Assignment - Restate the whole of the data verbatim, omitting nothing.

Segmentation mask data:
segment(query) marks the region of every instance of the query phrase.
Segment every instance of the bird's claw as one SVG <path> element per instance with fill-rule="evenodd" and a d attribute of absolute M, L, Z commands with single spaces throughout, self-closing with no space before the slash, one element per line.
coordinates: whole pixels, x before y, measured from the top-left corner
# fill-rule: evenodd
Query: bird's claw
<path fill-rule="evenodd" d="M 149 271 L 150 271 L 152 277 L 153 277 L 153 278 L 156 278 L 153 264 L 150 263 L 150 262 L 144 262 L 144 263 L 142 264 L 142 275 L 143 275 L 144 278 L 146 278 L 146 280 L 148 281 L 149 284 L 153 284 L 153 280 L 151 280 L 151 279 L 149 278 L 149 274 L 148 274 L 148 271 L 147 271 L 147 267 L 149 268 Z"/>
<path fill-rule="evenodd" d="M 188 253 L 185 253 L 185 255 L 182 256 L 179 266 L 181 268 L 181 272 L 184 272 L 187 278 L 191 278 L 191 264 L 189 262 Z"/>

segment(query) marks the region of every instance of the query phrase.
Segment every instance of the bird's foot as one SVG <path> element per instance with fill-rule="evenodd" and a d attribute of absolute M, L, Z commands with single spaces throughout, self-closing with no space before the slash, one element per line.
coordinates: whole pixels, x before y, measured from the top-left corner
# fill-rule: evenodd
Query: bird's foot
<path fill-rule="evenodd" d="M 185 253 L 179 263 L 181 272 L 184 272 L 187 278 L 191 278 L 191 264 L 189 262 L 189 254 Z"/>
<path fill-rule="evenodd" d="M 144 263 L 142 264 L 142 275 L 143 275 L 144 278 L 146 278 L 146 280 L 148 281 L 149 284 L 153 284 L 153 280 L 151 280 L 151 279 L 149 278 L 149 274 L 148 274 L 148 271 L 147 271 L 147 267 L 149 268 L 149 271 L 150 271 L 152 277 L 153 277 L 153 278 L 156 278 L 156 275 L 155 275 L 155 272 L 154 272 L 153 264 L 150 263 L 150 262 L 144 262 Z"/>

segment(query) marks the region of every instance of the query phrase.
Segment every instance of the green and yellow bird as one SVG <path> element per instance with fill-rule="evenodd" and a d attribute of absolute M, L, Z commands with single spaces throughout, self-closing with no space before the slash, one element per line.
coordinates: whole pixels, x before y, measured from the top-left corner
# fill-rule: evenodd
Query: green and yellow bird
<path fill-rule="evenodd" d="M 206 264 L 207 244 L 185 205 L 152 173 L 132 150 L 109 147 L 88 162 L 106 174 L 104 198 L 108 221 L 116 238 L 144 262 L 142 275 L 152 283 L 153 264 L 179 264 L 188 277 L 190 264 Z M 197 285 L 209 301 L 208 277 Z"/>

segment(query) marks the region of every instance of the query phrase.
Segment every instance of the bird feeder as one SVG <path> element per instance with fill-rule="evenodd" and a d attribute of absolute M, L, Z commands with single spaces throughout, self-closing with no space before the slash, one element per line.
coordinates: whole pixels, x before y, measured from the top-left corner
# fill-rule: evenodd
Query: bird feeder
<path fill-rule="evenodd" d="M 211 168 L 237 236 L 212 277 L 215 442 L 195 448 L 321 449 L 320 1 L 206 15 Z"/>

Response for this exercise -
segment(query) marks the region of every instance of the query phrase.
Segment every instance of the bird's claw as one SVG <path> element per instance with fill-rule="evenodd" and a d attribute of absolute M, L, Z commands with single spaces throughout, self-closing with no space before the slash, one element per line.
coordinates: whole pixels, x before y, measured from the top-left corner
# fill-rule: evenodd
Query: bird's claw
<path fill-rule="evenodd" d="M 149 271 L 150 271 L 152 277 L 153 277 L 153 278 L 156 278 L 153 264 L 150 263 L 150 262 L 144 262 L 144 263 L 142 264 L 142 275 L 143 275 L 144 278 L 146 278 L 146 280 L 148 281 L 149 284 L 153 284 L 153 280 L 151 280 L 151 279 L 149 278 L 149 274 L 148 274 L 148 271 L 147 271 L 147 267 L 149 268 Z"/>
<path fill-rule="evenodd" d="M 188 253 L 185 253 L 185 255 L 182 256 L 179 266 L 181 268 L 181 272 L 184 272 L 187 278 L 191 278 L 191 264 L 189 262 Z"/>

segment(query) marks the region of every instance of the query phrase.
Segment every instance of the bird's foot as one SVG <path> element per instance with fill-rule="evenodd" and a d attribute of absolute M, L, Z commands with single spaces throughout, self-closing with no space before the slash, one element per line.
coordinates: whole pixels, x before y, measured from the top-left corner
# fill-rule: evenodd
Query: bird's foot
<path fill-rule="evenodd" d="M 185 253 L 179 263 L 181 272 L 184 272 L 187 278 L 191 278 L 191 264 L 189 262 L 189 254 Z"/>
<path fill-rule="evenodd" d="M 144 263 L 142 264 L 142 275 L 143 275 L 144 278 L 146 278 L 146 280 L 148 281 L 149 284 L 153 284 L 153 280 L 151 280 L 151 279 L 149 278 L 149 274 L 148 274 L 148 271 L 147 271 L 147 267 L 149 268 L 149 271 L 150 271 L 152 277 L 153 277 L 153 278 L 156 278 L 156 275 L 155 275 L 155 272 L 154 272 L 153 264 L 150 263 L 150 262 L 144 262 Z"/>

segment(query) marks the region of every instance of the query phrase.
Segment every instance of the green and yellow bird as one SVG <path> element per instance with fill-rule="evenodd" and a d attribute of absolute M, L, Z commands with single spaces throughout, self-closing with no space before the slash, one element per line.
coordinates: whole pixels, x before y, measured from the top-left corner
# fill-rule: evenodd
Query: green and yellow bird
<path fill-rule="evenodd" d="M 206 264 L 207 244 L 185 205 L 152 173 L 132 150 L 109 147 L 88 162 L 106 174 L 104 198 L 108 221 L 116 238 L 144 262 L 142 275 L 152 283 L 153 264 L 179 264 L 188 277 L 190 264 Z M 197 285 L 209 301 L 208 277 Z"/>

segment(query) marks the region of every instance of the query phrase.
Segment every instance of the bird feeder as one SVG <path> element per instance with fill-rule="evenodd" and a d attribute of absolute M, L, Z commands with single spaces throughout, self-closing with no space before the slash, one element per line.
coordinates: whole pixels, x before y, measured from the top-left corner
# fill-rule: evenodd
Query: bird feeder
<path fill-rule="evenodd" d="M 211 168 L 237 236 L 212 277 L 215 442 L 195 448 L 321 449 L 320 1 L 206 15 Z"/>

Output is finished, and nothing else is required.